● Exercise instructions:
At the line containing "Look at the image above and find the front", begin retyping, and stop after the last line of the data; add nothing.

● Records:
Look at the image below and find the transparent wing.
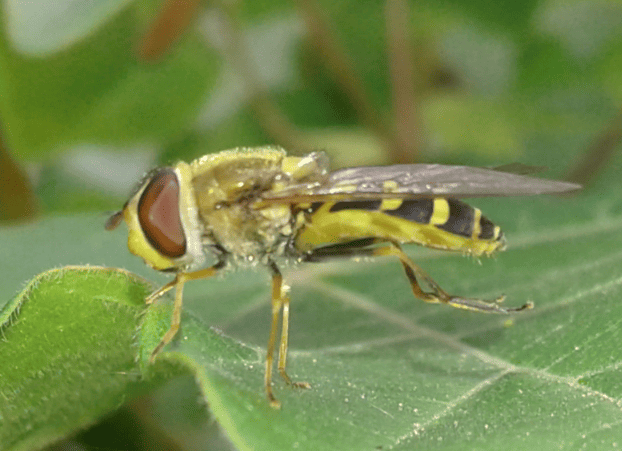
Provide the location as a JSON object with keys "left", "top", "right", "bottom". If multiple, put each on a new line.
{"left": 258, "top": 163, "right": 581, "bottom": 205}
{"left": 489, "top": 162, "right": 548, "bottom": 175}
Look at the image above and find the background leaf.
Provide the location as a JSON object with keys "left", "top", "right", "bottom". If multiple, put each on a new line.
{"left": 0, "top": 3, "right": 220, "bottom": 157}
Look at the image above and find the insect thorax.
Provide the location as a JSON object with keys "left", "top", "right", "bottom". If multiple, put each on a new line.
{"left": 187, "top": 148, "right": 324, "bottom": 263}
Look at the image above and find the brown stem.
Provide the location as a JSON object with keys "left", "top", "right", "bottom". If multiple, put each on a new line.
{"left": 0, "top": 131, "right": 38, "bottom": 222}
{"left": 565, "top": 108, "right": 622, "bottom": 186}
{"left": 295, "top": 0, "right": 395, "bottom": 155}
{"left": 136, "top": 0, "right": 201, "bottom": 62}
{"left": 385, "top": 0, "right": 420, "bottom": 163}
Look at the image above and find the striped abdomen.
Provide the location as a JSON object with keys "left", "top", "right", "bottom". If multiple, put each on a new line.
{"left": 295, "top": 198, "right": 505, "bottom": 256}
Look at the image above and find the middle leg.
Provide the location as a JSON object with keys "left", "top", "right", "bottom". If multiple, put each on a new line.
{"left": 265, "top": 260, "right": 310, "bottom": 408}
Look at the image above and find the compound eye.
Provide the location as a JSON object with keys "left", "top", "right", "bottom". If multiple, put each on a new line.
{"left": 138, "top": 169, "right": 187, "bottom": 258}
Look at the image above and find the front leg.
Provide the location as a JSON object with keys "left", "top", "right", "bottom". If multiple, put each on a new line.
{"left": 149, "top": 263, "right": 225, "bottom": 362}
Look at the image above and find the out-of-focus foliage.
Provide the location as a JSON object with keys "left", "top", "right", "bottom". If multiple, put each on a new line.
{"left": 1, "top": 0, "right": 620, "bottom": 214}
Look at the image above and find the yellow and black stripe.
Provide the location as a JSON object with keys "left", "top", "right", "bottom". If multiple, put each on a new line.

● Response:
Look at the image above and find the front leg.
Provide the location as a JSON object with keys "left", "top", "right", "bottom". If multiple, put each on a new line.
{"left": 149, "top": 263, "right": 225, "bottom": 362}
Look at the image above and find the out-of-focus foliage.
Provide the location as a JSON object with keys "left", "top", "right", "bottom". If multiple, put each on a new line.
{"left": 1, "top": 0, "right": 620, "bottom": 214}
Look at the image above and find the yellow and black stripe.
Provide the location as a JSON object with keys "left", "top", "right", "bottom". If multiple, put each on a new line.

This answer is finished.